Task directions:
The data should be duplicated exactly, with every word kept as it is.

Supplied material:
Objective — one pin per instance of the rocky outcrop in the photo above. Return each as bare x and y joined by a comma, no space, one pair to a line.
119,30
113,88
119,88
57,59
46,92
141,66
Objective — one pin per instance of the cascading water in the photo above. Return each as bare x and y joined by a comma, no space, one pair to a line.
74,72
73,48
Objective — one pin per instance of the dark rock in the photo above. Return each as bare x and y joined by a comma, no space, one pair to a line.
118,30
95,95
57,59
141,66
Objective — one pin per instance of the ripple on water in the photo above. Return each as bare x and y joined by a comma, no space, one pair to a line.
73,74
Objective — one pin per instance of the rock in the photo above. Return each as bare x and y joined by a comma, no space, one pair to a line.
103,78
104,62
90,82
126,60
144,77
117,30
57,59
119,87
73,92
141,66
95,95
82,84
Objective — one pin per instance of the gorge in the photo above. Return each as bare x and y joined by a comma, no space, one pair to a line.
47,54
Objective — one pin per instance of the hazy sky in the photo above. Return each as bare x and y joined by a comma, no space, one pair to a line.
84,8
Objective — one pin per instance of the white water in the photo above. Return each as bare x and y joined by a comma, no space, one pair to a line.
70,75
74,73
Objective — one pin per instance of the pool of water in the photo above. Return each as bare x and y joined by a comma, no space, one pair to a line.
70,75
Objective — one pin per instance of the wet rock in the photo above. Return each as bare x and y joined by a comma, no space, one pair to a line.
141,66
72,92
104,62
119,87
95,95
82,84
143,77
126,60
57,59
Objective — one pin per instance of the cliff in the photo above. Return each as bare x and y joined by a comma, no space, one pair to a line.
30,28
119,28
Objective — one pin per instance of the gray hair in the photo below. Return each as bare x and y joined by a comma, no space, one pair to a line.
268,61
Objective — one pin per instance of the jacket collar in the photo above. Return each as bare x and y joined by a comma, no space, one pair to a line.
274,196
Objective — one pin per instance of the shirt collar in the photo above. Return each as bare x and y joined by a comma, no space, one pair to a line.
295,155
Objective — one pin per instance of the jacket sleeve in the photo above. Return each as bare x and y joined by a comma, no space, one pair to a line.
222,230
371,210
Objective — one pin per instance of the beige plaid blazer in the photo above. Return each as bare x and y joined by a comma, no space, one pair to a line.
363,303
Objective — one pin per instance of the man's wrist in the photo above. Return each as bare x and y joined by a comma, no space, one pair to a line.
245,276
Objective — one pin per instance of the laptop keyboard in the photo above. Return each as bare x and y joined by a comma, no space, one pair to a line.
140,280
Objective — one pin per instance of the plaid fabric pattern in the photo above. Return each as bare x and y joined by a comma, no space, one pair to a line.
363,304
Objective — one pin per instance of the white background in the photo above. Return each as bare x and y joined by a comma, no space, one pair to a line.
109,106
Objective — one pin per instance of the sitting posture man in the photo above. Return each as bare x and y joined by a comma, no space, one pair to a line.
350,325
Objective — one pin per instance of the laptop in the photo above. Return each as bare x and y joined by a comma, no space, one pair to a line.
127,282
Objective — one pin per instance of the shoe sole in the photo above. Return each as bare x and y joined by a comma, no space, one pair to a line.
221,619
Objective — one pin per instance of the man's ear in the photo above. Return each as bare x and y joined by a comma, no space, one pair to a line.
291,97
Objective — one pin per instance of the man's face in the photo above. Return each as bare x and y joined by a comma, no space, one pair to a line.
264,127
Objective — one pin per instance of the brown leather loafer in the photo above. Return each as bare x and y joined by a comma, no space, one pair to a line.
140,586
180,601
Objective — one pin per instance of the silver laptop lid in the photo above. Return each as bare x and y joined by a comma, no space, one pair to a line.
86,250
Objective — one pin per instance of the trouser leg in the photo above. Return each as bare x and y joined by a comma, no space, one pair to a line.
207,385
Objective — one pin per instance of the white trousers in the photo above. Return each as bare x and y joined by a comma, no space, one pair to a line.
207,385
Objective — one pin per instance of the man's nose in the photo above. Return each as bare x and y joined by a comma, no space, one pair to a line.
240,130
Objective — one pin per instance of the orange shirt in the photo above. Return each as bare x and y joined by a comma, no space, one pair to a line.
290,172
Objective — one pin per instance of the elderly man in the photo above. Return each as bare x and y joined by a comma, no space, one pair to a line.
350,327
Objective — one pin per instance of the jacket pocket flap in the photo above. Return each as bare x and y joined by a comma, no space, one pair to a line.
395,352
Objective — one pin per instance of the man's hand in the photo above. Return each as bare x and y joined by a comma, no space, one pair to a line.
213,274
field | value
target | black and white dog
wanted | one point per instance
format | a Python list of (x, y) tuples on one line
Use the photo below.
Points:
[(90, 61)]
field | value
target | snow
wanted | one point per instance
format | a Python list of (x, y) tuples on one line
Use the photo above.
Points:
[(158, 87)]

Output of the exercise:
Objective — one pin per instance of the rocky outcrop in the photo above. Return each as bare x and y joined by a comma, no space, one pair to a line.
119,30
113,88
119,88
57,59
46,92
141,66
Objective — one pin per instance of the cascading water in the photo above. Return each as bare x and y joined by a comma, no space, one pair to a line.
74,72
73,48
Objective — one pin per instance of the dark rock in the photo above. Return each as bare x and y joined by a comma, no space, one pair to a line.
118,30
95,95
57,59
141,66
Objective — one pin per instance of the ripple on water in the photo above. Return each as bare x and y joined by a comma, no space, one pair to a line.
73,74
Objective — one pin per instance of the rock in the photo above. Return each as bare x and y joined by a comma, no space, one pair to a line.
103,78
104,62
90,82
126,60
144,77
117,30
57,59
119,87
73,92
141,66
95,95
82,84
Objective — one pin per instance of the gorge in the photo above. Return each as bare x and y joined by a comma, no space, one pair to a line.
47,54
Objective — one pin per instance of the hazy sky in the photo above. Return each as bare x and y joined by a comma, no space, one pair to a line.
84,8
Objective — one pin per instance of the white water in the photo above. Return each as bare x and y joined by a comma, no space, one pair to a line.
70,75
74,73
Objective — one pin per instance of the pool of water in the photo above. Return each as bare x and y joined by a comma, no space, one pair to a line.
70,75
Objective — one pin per instance of the wet rock in the photo above. Return each as bare x and y joined by a comma, no space, one pair to a line.
141,66
72,92
104,62
119,87
95,95
82,84
143,77
126,60
57,59
Objective — one pin per instance of the cliff in the photo above. Return each as bare x and y joined by a comma, no space, one pair to a line.
30,28
119,28
Objective — one pin per instance of the gray hair in the photo below. Return each as bare x and y joined by a comma, no space, one pair to a line.
268,61
Objective — one pin per instance of the jacket collar in the photo above. Return each as bare x and y joined by a comma, no space, one pair to a line.
274,196
Objective — one pin per instance of the shirt collar in the photo above. Return each as bare x and y joined by a comma, no space, one pair to a line.
295,155
Objective — one pin per instance of the jacket sleeve in the photo above. Return each as bare x and y joined by a comma, no space, one pair to a line.
222,230
371,210
Objective — one pin per instance of the beige plaid blazer in the photo above. Return each as bare x and y joined by a comma, no space, one pair to a line.
363,303
Objective — one pin per instance of the man's wrist in the photo above. Return each as bare x and y joined by a comma, no space, one pair to a line.
245,276
Objective — one pin per instance of the laptop keyboard in the photo above. Return each as bare x and y joined by a comma, no space, one pair to a line.
140,280
Objective — one pin per instance of the plaid fabric pattern in the photo above. Return each as bare x and y joined by a comma, no space, one pair to a line.
363,304
Objective — one pin per instance of the white background in the photo above. Return each as bare x and y joined by a comma, no space, one pair to a line.
109,106
Objective — one pin per instance of the sitting posture man in the photo above. Return each as bare x and y joined by a comma, no space, one pair to a line.
350,325
Objective — one pin per instance of the laptop in the photo above. Return each as bare x and y joined by a comma, no space, one pair to a line.
127,282
Objective — one pin per instance of the shoe sole in the photo above. Return each as bare x and y joined by a comma, no space, one pair to a line.
221,619
Objective — one pin per instance of the man's ear in the photo above. Return each as bare x and y joined by a comma, no space, one pair to a line.
291,97
Objective — one pin per instance of the man's face in the photo above. Return each as bare x and y joined by a comma, no space, one pair to a line.
264,127
Objective — one pin per instance of the brown leather loafer in the photo above. Return each as bare x and y joined by a comma, no space, one pair to a line.
140,586
180,601
Objective — one pin per instance of the silver laptop lid in the photo above. Return each as bare x and y joined by a comma, no space, one pair to a line.
86,250
Objective — one pin per instance of the trouser leg in the photo above. Return each as bare x and y joined by a comma, no space, one pair to a line.
207,385
Objective — one pin per instance of the white trousers in the photo above. Return each as bare x and y joined by a comma, no space, one pair to a line.
207,385
Objective — one pin per instance of the man's nose in the photo above. Return each as bare x and y joined by a comma, no space, one pair to a line.
240,130
Objective — one pin per instance of the orange shirt in the photo above. Return each as bare x and y joined by a comma, no space, one pair to a line.
290,172
Objective — one pin per instance of the elderly man in the photo above. Return each as bare x and y joined by a comma, no space, one pair to a line.
350,327
Objective — one pin per instance of the jacket pocket flap in the photo above. Return each as bare x and y joined by a comma, no space, one pair to a line.
395,352
Objective — one pin per instance of the man's hand in the photo above. Return each as bare x and y joined by a comma, no space, one pair to a line.
213,274
field | value
target | black and white dog
wanted | one point per instance
format | a Python list of (x, y) tuples on one line
Use the photo below.
Points:
[(90, 61)]
field | value
target | snow
wanted | one point per instance
format | a Python list of (x, y) tuples on one line
Use the photo above.
Points:
[(158, 87)]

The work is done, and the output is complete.